» **About this task**
Give back all of the data exactly. Leave nothing out.
---- Data provided
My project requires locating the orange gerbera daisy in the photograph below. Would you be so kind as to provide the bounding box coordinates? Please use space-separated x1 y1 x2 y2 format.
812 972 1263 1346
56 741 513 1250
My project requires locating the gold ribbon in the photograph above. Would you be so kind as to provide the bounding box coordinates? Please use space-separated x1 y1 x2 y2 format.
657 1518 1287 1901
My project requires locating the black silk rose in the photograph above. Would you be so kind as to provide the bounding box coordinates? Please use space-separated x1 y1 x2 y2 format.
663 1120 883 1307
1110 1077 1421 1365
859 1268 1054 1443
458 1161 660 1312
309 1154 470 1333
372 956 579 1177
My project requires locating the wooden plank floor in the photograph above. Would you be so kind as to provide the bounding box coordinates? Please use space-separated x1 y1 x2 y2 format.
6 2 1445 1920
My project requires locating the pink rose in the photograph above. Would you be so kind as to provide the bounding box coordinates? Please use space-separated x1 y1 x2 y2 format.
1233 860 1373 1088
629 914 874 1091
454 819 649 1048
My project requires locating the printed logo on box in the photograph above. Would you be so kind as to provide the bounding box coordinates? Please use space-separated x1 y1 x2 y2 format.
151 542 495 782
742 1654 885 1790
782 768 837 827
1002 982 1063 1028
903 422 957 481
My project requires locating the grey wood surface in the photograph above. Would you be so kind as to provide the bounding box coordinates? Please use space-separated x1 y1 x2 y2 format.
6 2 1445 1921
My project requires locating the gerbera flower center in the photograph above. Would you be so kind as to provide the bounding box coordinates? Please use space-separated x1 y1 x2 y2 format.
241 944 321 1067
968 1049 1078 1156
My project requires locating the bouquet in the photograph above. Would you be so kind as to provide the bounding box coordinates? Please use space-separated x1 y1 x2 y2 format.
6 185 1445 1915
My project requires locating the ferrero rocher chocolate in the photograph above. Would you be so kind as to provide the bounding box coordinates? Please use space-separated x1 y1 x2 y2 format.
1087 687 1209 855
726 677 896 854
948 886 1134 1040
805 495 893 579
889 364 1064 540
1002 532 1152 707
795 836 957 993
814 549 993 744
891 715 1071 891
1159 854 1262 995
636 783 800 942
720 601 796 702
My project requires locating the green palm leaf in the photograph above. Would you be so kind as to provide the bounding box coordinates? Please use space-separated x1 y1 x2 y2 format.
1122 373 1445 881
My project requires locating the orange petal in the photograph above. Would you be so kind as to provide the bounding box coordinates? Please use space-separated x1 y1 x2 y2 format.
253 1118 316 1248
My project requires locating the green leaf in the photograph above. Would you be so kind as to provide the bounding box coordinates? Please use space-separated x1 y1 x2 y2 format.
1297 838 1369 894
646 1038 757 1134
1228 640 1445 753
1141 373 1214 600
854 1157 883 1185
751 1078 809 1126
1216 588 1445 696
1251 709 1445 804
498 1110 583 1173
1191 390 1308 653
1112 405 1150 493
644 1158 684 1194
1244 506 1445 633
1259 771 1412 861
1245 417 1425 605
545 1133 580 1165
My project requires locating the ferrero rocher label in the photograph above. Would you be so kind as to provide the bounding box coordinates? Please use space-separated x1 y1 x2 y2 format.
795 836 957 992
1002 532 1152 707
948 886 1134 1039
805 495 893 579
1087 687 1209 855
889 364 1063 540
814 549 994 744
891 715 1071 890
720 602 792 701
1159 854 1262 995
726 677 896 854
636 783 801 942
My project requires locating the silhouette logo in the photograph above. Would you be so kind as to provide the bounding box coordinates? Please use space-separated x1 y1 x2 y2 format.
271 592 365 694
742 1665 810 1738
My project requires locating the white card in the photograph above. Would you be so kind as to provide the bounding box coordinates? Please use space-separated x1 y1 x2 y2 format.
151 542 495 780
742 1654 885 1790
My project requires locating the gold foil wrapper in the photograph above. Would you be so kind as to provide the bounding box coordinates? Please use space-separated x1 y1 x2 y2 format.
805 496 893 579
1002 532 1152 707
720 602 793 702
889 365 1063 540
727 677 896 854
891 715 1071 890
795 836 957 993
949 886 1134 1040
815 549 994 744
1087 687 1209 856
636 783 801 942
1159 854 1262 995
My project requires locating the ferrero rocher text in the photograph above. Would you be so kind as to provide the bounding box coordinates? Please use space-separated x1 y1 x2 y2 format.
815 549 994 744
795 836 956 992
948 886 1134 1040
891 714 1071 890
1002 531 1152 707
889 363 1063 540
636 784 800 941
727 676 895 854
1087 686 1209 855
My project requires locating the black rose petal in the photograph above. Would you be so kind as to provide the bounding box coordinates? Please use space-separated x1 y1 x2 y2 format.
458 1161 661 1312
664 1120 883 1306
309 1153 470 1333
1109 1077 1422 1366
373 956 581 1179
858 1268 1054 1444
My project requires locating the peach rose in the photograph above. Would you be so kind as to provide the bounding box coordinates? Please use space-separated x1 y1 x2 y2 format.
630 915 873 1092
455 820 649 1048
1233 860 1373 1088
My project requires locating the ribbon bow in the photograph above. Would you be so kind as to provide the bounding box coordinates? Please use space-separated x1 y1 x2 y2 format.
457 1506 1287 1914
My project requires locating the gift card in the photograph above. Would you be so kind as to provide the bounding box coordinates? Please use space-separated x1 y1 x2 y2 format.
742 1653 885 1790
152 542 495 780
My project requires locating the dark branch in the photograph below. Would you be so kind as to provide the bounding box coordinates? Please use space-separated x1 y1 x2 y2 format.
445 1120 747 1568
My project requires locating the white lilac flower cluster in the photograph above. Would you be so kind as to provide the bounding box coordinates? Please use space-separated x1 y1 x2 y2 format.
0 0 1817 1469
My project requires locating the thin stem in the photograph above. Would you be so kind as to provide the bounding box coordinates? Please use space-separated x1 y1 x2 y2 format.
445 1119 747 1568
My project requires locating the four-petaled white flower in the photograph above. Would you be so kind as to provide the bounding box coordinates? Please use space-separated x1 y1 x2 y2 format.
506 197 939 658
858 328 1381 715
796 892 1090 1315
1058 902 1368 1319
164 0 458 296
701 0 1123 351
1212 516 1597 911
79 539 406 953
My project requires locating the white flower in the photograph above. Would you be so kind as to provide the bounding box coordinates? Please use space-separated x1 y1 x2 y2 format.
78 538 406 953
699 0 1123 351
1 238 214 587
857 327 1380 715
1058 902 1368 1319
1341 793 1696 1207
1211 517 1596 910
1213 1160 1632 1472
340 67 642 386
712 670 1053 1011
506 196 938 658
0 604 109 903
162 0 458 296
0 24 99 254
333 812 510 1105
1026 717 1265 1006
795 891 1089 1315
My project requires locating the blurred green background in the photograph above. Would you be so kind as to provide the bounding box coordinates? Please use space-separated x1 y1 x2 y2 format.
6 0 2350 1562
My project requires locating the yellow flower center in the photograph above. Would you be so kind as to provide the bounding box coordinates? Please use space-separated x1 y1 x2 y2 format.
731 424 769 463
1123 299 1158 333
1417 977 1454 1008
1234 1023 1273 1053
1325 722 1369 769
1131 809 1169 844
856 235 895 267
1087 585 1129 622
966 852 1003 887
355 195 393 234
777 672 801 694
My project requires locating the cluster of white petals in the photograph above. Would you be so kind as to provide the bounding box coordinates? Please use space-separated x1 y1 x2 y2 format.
--------
» **The completed task**
My project requires locating the orange gerbera daisy in the photograph below. Would you be so kind as to provide the bounding box coordinates? Please use space-separated x1 y1 x2 y2 format.
812 972 1263 1346
56 741 513 1250
My project requires locating the gold ribbon in the photograph above. Would you be so kind as to provide the bounding box coordinates? Please use space-separated x1 y1 x2 y2 format.
657 1518 1287 1901
My project requires locating the black silk rose in the photograph above. Would you be so kind as to provide the bounding box coordinates? Please use space-separated x1 y1 x2 y2 format.
663 1120 883 1307
1110 1077 1421 1365
859 1268 1054 1443
458 1161 660 1312
309 1154 470 1333
372 956 579 1177
My project requires locating the wooden plank floor in the photograph above. Would you be so kind as to provide the bounding box coordinates? Please use space-separated x1 y1 x2 y2 format.
6 2 1445 1920
My project requires locating the pink rose in the photograph above. Would you be so kind as to provide the bounding box coordinates? Please use space-separated x1 y1 x2 y2 format.
1233 860 1373 1088
629 914 874 1091
454 819 649 1048
My project requires locating the printed logo on box in the photograph above. Would you be so kind as to provide the bounding box coordinates? Please use space-separated x1 y1 x2 y2 format.
151 542 495 782
742 1654 885 1790
782 768 837 827
1002 982 1063 1028
903 422 957 481
My project requires locating the grey wood surface in the photograph above. Would you be so kind as to provide the bounding box coordinates? Please use space-separated x1 y1 x2 y2 format.
6 2 1445 1921
My project requires locating the gerbera flower center in the photograph above. Would you be so kind as to provide the bounding box coordinates? Please use space-separated x1 y1 x2 y2 format.
241 944 321 1067
968 1049 1078 1156
My project requires locating the bouquet in the photograph above. Would you be so kind as to provide the bounding box coordinates? Please use space-separated x1 y1 x2 y2 format.
6 185 1445 1915
My project requires locating the ferrero rocher chocolate in the photograph above. Would you be so kind as to provide the bounding box coordinates? Please use space-separated x1 y1 x2 y2 format.
1087 687 1209 855
726 677 896 854
948 886 1134 1040
805 495 893 579
889 364 1064 540
1002 532 1152 707
795 836 957 993
814 549 993 744
891 715 1071 891
1159 854 1262 995
636 783 800 942
720 601 796 702
My project requires locating the green palm leaf in the photograph above. Would you be so kind as to provide the bounding box coordinates? Please use space-separated x1 y1 x2 y2 format.
1122 373 1445 881
My project requires locating the orange petal in the photograph above. Would you be so kind as to provide the bounding box coordinates? Please use space-separated x1 y1 x2 y2 format.
253 1118 316 1248
My project requires locating the green leaf in the photograph above. Would you be so kind as to provide the bounding box coordinates? Please use space-separated x1 y1 x2 y2 format.
1297 838 1369 894
646 1038 757 1134
1228 640 1445 753
1141 373 1214 600
854 1157 883 1185
751 1078 809 1126
1216 588 1445 696
1251 709 1445 804
498 1110 583 1173
1191 390 1308 653
1112 405 1150 493
644 1158 684 1194
1244 506 1445 633
1259 771 1412 861
1245 417 1425 605
545 1133 580 1165
My project requires locating the ferrero rocher label in the photograph above. Would you be so kind as to provide the bounding box coordinates? Please use space-separated x1 y1 x2 y2 format.
795 836 957 992
1002 532 1152 707
948 886 1134 1039
805 495 893 579
1087 687 1209 855
889 364 1063 540
814 549 994 744
891 715 1071 890
720 602 792 701
1159 854 1262 995
726 677 896 854
636 783 801 942
My project requires locating the silhouette logo in the photograph above. Would you be so kind as to provide the bounding box coordinates? Please use space-separated x1 y1 x2 y2 format.
271 592 365 694
742 1665 810 1738
My project requires locating the white card in the photograph above. Would you be so kind as to provide the bounding box coordinates? Please use space-separated x1 y1 x2 y2 format.
151 542 495 780
742 1654 885 1790
My project requires locating the gold foil wrapper in the photograph above. Would you be so kind as to provide the bounding box coordinates? Please use space-separated x1 y1 x2 y2 format.
805 496 893 579
1002 532 1152 707
720 602 793 702
889 365 1063 540
727 677 896 854
891 715 1071 890
795 836 957 993
949 886 1134 1040
815 549 994 744
1087 687 1209 856
636 783 801 942
1159 854 1262 995
My project requires locating the ferrero rocher text in the photograph above. Would you be so kind as to provide the bounding box coordinates? Please use space-separated x1 y1 x2 y2 format.
815 549 994 744
795 836 956 992
948 886 1134 1040
891 714 1071 890
1002 531 1152 707
889 363 1063 540
636 784 800 941
727 676 895 854
1087 686 1209 855
My project requires locating the black rose petal in the photograph above. Would you be so kind as to provide the bounding box coordinates? Please use space-separated x1 y1 x2 y2 format.
458 1161 661 1312
664 1120 883 1306
309 1153 470 1333
1109 1077 1422 1366
373 956 581 1179
858 1268 1054 1444
My project requires locating the peach rose in the photograph above. Would you be so kind as to provide the bounding box coordinates? Please use space-separated x1 y1 x2 y2 format.
630 915 873 1092
455 820 649 1048
1233 860 1373 1088
My project requires locating the ribbon bow in the photograph above. Would you be so kind as to provide the bounding box coordinates? Please use space-separated x1 y1 x2 y2 format.
457 1506 1287 1914
My project requires locating the gift card in the photograph above. Would you be so kind as to provide the bounding box coordinates? Please use space-separated x1 y1 x2 y2 format.
742 1653 885 1790
152 542 495 780
My project requires locating the dark branch in the photograph below. Would you be so kind as to provide the bounding box coordinates? Please use space-separated x1 y1 x2 y2 format.
445 1120 747 1568
My project requires locating the white lilac flower cluster in the photograph above. Would you be so kind as to provide the bounding box coordinates? Please use space-separated x1 y1 x2 y2 format.
0 0 1817 1469
My project requires locating the thin stem in the photograph above. Would you be so kind as to provide the bounding box coordinates? Please use space-separated x1 y1 x2 y2 format.
445 1119 747 1568
My project requires locating the four-petaled white flower in the photograph above. Would you be so kind as to provide the bounding box coordinates? Please use space-separated x1 y1 x2 y2 format.
506 197 939 658
858 328 1381 715
796 892 1090 1315
1058 902 1368 1319
164 0 458 296
701 0 1123 351
1212 516 1597 911
79 539 406 953
My project requires locating the white flower in the photograph above. Would you be so kind as to provide the bounding box coordinates? Please use space-separated x1 y1 x2 y2 format.
78 538 406 953
699 0 1123 351
1 238 214 587
857 327 1380 715
1058 902 1368 1319
1341 793 1696 1207
1211 517 1596 910
1213 1160 1632 1472
340 67 642 386
712 670 1053 1011
506 196 938 658
0 604 109 903
162 0 458 296
0 24 99 254
333 812 510 1105
1026 717 1265 1006
795 891 1089 1315
My project requires locating the blurred green background in the photograph above. Would you be so kind as to provide the bounding box coordinates? Please use space-separated x1 y1 x2 y2 format.
6 0 2350 1562
My project requires locating the yellow flower center in the photograph above. Would you be so kind as to provide the bounding box coordinates? Please use space-separated x1 y1 x2 y2 format.
731 424 769 463
1123 299 1158 333
1417 977 1454 1008
1234 1023 1273 1053
1325 722 1369 769
1131 809 1169 844
856 235 895 267
1087 585 1129 622
966 852 1003 887
355 195 393 234
777 672 801 694
My project requires locating the cluster of white petals in the photograph above. Would you be so kind as to provide the bounding box coordinates? Please use space-separated x1 y1 x2 y2 format.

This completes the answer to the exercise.